Saved entries:
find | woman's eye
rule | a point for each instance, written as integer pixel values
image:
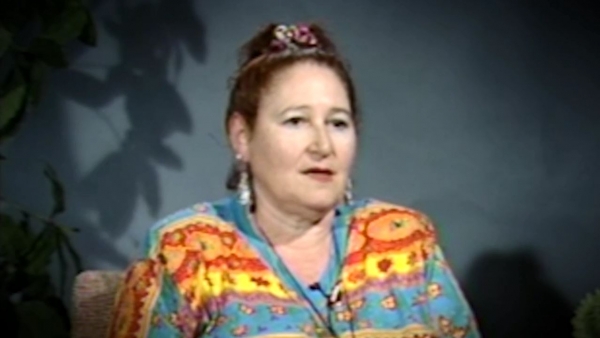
(341, 124)
(294, 121)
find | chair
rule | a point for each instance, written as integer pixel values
(93, 298)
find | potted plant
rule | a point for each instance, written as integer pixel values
(33, 34)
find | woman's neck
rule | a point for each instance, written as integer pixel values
(292, 230)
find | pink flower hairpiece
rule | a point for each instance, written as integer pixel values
(293, 37)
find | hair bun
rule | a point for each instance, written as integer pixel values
(283, 38)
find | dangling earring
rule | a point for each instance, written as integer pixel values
(243, 187)
(348, 192)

● EXERCISE GOAL: Can you restate all the records above word for word while dropping the pictures?

● SOLVED PROBLEM:
find | woman's eye
rule | a point for each instance, written as integer pixel values
image:
(341, 124)
(294, 121)
find | chair
rule | a point for each instance, written as integer pixel values
(93, 298)
find | potted plant
rule | a point for each instance, written as integer pixel values
(33, 34)
find | woman's neck
rule | a point for each instance, written as integer pixel values
(292, 230)
find | pink flower hairpiece
rule | a point for each instance, written as integer pixel values
(293, 37)
find | hair bun
rule | a point for each instance, written as integer pixel values
(283, 38)
find | dangling earring
rule | a point for each instance, written as integer pixel values
(243, 187)
(348, 192)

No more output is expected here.